Minister of PHED & Ground Water Government of Rajasthan
- In office 21 November 2021 – 3 December 2023
- Succeeded by: Kanhaiya Lal Choudhary

Chief Whip of Rajasthan Legislative Assembly
- In office December 2018 – 3 December 2023
- Succeeded by: Jogeshwar Garg

Member of Rajasthan Legislative Assembly
- In office 11 December 2018 – 3 December 2023
- Preceded by: Surendra Pareek
- Succeeded by: Balmukund Acharya
- Constituency: Hawa Mahal
- In office 1998–2003
- Preceded by: Rameshwar Bhardwaj
- Succeeded by: Mohan Lal Gupta
- Constituency: Kishanpole

Member of Parliament, Lok Sabha
- In office May 2009 – May 2014
- Preceded by: Girdhari Lal Bhargava
- Succeeded by: Ramcharan Bohra
- Constituency: Jaipur

President of Rajasthan Cricket Association
- In office 28 July 2011 – 2013
- Preceded by: Sanjay Dixit
- Succeeded by: C.P. Joshi

Personal details
- Born: 14 September 1954 (age 71) Jaipur, Rajasthan, India
- Party: Indian National Congress
- Spouse: Smt. Kaushal Joshi
- Children: 1
- Education: M.A. (Sociology), Ph.D, P.G. Diploma (Journalism)
- Alma mater: University of Rajasthan

= Mahesh Joshi =

Indian politician

Mahesh Joshi (born 14 September 1954) is an Indian politician from Rajasthan, affiliated with the Indian National Congress. He served as a Member of Parliament for Jaipur from 2009 to 2014, and as a Member of the Rajasthan Legislative Assembly representing the Hawa Mahal Assembly constituency from 2018 to 2023. During the tenure of the Ashok Gehlot government (2018–2023), he served as the Minister of PHED and Ground Water and held the position of Chief Whip in the Rajasthan Legislative Assembly.

* WHAT IS ASKED
1) Answer these from the Mahesh Joshi profile:
(a) Who succeeded him as Chief Whip of the Rajasthan Legislative Assembly?
(b) Which constituency did he represent in the assembly from 1998 to 2003?
(c) What is his alma mater?
2) Summarize the Mahesh Joshi profile in two sentences.
Rely only on the Mahesh Joshi profile for these answers.

(Pointing dataset records)
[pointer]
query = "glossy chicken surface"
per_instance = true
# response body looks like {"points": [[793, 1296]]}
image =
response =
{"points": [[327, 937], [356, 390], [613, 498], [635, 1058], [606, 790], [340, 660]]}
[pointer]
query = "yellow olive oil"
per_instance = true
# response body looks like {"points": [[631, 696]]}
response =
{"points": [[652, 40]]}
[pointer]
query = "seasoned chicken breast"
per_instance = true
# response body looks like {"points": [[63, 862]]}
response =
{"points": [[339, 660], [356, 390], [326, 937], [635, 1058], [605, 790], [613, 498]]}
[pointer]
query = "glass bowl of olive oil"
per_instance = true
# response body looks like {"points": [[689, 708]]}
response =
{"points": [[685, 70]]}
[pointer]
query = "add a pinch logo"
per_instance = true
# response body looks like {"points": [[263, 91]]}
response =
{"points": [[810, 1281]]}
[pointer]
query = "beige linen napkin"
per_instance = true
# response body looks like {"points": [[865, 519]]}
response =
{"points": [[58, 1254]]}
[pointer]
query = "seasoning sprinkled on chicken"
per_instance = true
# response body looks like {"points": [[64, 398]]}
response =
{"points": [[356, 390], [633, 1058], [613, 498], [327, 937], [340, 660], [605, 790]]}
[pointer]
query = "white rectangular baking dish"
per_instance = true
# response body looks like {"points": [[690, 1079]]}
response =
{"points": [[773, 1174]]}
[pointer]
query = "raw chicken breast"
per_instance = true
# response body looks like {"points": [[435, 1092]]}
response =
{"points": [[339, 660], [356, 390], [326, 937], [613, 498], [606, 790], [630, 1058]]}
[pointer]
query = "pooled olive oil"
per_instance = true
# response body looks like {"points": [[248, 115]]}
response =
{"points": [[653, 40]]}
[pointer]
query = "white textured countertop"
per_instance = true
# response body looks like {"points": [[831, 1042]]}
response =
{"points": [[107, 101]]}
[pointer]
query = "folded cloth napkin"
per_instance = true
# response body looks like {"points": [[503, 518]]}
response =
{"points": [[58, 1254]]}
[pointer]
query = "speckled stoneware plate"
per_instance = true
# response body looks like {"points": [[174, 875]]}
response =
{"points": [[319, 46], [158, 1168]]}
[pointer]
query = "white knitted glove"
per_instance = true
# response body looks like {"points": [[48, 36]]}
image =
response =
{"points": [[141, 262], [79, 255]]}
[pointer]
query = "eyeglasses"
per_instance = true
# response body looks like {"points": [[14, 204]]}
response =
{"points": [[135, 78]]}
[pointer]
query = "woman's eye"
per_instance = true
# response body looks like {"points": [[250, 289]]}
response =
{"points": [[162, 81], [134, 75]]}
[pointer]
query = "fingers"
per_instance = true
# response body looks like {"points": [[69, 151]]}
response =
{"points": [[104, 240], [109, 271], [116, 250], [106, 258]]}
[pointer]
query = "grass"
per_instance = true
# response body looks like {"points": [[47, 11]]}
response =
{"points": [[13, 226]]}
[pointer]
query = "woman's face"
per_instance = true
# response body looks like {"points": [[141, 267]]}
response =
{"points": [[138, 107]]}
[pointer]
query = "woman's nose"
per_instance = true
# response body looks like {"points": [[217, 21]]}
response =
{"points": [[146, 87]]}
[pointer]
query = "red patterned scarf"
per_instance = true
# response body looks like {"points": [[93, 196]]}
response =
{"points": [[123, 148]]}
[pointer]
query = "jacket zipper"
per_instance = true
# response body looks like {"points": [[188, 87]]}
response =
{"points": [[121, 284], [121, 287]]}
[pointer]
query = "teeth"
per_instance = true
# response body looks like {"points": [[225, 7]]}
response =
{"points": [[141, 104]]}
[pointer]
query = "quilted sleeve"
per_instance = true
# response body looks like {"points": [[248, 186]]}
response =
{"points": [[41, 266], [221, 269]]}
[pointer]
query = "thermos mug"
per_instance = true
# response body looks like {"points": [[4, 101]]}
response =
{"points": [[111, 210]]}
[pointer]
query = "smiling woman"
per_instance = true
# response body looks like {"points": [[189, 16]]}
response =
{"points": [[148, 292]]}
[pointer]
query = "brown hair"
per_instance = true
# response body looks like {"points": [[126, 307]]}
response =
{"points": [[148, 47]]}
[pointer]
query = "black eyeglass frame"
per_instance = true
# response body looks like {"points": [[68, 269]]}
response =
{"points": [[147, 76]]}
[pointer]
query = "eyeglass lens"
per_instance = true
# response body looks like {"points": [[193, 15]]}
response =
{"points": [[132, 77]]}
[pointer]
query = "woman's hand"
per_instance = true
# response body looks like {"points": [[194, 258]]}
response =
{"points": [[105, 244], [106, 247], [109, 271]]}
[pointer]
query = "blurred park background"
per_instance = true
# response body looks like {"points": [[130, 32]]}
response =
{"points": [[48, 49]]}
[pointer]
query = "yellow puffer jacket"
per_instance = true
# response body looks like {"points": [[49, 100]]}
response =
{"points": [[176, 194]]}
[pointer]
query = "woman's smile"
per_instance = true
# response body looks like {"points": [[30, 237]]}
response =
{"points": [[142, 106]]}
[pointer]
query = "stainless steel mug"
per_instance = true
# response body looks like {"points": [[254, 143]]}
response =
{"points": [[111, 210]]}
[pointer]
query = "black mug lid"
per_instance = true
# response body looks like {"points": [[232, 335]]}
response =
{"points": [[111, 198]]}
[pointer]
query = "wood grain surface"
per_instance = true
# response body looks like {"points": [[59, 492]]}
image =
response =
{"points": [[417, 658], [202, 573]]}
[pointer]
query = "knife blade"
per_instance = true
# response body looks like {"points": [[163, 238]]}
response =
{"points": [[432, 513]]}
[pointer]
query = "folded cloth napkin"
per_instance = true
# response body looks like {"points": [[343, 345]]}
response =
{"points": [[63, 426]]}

* THE ANSWERS
1)
(a) Jogeshwar Garg
(b) Kishanpole
(c) University of Rajasthan

2) Mahesh Joshi, born 14 September 1954, is an Indian politician from Rajasthan affiliated with the Indian National Congress. He was the Member of Parliament for Jaipur from 2009 to 2014 and represented Hawa Mahal in the Rajasthan Legislative Assembly from 2018 to 2023, serving as Minister of PHED and Ground Water and as Chief Whip during the Ashok Gehlot government.